• TRY IT: Pull out each line of the data below that contains the string "rough", matching case exactly.

[[ RECORDS FOR THIS TASK, beginning ]]

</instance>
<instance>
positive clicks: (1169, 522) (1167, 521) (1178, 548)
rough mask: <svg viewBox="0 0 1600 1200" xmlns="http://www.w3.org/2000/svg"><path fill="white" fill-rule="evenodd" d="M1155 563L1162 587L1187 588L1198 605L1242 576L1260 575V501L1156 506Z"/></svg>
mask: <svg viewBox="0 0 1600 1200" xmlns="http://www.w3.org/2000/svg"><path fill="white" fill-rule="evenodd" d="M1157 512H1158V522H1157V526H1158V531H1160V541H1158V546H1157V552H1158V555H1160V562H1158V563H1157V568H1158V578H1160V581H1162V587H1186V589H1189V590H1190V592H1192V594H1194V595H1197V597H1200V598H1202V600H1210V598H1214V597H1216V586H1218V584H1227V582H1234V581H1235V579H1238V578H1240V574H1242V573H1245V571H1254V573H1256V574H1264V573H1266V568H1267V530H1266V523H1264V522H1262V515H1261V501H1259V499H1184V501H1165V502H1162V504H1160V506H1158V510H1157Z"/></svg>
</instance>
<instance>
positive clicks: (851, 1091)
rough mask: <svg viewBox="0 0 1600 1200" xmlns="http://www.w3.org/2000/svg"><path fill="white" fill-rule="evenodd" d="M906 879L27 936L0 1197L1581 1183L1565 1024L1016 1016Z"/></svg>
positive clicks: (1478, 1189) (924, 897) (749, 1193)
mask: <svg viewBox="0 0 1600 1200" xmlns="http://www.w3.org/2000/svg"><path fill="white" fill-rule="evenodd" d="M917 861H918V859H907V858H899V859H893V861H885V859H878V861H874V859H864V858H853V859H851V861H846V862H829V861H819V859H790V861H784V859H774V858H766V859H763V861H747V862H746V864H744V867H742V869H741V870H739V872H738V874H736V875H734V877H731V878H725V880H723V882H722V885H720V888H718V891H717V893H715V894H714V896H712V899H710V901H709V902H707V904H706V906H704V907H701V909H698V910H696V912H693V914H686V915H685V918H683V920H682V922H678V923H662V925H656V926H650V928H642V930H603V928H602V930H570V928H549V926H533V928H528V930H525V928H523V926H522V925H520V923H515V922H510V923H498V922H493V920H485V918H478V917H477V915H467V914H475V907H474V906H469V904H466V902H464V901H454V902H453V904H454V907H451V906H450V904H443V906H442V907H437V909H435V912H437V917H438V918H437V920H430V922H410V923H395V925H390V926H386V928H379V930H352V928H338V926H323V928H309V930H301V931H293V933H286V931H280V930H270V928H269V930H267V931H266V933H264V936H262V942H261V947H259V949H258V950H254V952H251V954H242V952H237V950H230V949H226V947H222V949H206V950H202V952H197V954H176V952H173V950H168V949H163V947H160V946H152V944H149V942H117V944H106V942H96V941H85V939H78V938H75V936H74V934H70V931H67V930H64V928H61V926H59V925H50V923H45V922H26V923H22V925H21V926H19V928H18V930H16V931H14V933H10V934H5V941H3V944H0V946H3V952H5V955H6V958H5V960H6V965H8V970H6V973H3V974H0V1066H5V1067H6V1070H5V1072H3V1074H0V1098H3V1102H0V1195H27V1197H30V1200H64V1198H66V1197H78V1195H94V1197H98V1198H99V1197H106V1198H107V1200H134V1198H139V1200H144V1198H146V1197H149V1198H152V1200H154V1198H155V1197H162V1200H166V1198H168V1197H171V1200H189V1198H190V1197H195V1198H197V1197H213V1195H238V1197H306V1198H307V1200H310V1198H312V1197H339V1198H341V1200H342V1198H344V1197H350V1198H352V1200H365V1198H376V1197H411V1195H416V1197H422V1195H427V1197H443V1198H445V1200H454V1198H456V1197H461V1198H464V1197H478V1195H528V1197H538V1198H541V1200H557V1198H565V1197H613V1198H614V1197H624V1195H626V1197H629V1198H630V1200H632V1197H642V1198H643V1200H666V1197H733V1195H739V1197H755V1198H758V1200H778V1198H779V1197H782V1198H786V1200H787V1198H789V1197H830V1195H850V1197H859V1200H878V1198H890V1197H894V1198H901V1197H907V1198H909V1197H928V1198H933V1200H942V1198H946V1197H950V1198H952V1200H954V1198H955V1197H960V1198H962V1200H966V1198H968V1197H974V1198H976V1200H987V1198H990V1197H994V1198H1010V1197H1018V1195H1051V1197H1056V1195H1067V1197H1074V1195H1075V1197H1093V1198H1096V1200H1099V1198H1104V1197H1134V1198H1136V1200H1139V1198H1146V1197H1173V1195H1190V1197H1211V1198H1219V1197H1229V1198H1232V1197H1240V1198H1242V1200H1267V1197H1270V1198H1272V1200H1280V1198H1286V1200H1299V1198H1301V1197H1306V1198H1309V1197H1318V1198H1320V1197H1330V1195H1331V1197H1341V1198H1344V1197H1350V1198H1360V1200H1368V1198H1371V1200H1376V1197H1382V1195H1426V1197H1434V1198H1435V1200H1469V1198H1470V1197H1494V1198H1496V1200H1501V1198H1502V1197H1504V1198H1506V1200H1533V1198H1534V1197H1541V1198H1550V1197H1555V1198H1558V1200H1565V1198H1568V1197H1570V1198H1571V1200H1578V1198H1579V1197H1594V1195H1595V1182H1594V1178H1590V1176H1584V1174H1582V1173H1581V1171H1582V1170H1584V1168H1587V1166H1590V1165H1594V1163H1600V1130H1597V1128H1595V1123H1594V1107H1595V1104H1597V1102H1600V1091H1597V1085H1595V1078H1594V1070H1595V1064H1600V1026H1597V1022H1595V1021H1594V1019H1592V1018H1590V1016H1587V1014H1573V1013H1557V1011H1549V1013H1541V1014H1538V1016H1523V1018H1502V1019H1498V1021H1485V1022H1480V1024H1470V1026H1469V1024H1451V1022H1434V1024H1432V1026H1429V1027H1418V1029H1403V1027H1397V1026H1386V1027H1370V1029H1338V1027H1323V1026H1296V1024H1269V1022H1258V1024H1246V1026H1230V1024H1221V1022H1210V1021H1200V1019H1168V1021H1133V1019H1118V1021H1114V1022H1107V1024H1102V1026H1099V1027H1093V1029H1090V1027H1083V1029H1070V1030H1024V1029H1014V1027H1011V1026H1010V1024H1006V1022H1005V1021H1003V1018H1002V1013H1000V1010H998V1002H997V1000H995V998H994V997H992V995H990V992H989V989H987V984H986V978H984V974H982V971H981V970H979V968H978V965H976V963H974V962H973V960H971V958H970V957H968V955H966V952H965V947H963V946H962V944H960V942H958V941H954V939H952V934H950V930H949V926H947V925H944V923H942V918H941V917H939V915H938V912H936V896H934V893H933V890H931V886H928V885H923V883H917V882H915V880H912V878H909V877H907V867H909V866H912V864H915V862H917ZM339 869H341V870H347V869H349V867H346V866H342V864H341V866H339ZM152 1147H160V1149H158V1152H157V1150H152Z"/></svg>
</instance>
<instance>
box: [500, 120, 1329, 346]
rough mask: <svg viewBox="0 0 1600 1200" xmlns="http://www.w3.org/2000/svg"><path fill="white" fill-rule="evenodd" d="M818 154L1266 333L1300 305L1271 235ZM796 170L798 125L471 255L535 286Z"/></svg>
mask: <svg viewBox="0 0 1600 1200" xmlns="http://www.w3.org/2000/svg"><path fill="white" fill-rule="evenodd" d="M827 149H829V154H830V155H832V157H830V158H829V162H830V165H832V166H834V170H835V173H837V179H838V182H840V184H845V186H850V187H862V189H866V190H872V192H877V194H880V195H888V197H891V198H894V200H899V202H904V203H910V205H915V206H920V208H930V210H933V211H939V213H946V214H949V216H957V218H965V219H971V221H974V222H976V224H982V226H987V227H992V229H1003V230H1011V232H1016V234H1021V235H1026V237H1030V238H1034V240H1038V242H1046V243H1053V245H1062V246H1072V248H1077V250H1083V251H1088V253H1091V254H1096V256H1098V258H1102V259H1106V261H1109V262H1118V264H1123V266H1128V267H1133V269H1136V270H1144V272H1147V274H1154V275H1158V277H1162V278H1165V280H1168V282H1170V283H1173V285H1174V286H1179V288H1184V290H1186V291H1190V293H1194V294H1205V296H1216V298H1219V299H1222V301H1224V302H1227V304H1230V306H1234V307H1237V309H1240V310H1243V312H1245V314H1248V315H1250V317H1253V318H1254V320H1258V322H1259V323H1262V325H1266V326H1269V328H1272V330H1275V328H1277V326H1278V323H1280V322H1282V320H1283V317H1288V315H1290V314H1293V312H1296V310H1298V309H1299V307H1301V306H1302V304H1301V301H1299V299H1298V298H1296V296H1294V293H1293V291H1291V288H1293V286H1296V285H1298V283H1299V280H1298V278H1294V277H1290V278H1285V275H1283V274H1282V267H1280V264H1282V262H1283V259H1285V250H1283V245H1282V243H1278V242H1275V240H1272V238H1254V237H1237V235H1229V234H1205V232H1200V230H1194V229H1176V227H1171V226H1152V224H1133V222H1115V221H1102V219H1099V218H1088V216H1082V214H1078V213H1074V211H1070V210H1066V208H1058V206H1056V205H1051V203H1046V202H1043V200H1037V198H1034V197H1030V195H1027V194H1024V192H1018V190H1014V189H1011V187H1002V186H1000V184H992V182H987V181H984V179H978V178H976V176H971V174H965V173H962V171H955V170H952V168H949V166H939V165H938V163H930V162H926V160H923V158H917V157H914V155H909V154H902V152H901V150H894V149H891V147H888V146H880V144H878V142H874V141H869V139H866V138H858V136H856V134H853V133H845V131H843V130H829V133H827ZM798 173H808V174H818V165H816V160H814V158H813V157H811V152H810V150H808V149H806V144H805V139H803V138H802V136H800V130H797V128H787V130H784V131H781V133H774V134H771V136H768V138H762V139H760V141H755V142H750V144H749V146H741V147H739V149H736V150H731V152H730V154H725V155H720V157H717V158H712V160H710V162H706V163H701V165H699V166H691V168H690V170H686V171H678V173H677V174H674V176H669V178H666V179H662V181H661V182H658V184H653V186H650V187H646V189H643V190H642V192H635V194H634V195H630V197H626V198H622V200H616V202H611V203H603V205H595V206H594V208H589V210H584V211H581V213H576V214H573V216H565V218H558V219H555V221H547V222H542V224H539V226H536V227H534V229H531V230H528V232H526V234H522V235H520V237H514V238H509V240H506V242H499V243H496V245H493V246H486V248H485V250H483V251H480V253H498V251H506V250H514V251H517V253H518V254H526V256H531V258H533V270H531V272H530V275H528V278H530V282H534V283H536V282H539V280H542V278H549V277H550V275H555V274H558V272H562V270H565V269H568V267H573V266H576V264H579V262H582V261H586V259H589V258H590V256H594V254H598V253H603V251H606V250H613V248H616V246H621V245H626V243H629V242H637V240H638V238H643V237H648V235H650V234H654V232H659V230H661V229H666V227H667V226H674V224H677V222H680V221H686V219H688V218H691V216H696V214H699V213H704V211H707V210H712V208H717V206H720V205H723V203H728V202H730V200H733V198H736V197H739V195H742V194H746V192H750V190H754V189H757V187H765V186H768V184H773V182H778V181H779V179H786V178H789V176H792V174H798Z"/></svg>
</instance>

[[ RECORDS FOR THIS TASK, end ]]

• FINAL ANSWER:
rough mask: <svg viewBox="0 0 1600 1200" xmlns="http://www.w3.org/2000/svg"><path fill="white" fill-rule="evenodd" d="M1155 563L1162 587L1187 588L1198 605L1242 576L1260 575V501L1156 506Z"/></svg>
rough mask: <svg viewBox="0 0 1600 1200" xmlns="http://www.w3.org/2000/svg"><path fill="white" fill-rule="evenodd" d="M906 879L27 936L0 1197L1581 1183L1565 1024L1016 1016Z"/></svg>
rough mask: <svg viewBox="0 0 1600 1200" xmlns="http://www.w3.org/2000/svg"><path fill="white" fill-rule="evenodd" d="M818 154L1266 333L1300 305L1271 235ZM796 170L798 125L471 255L535 286Z"/></svg>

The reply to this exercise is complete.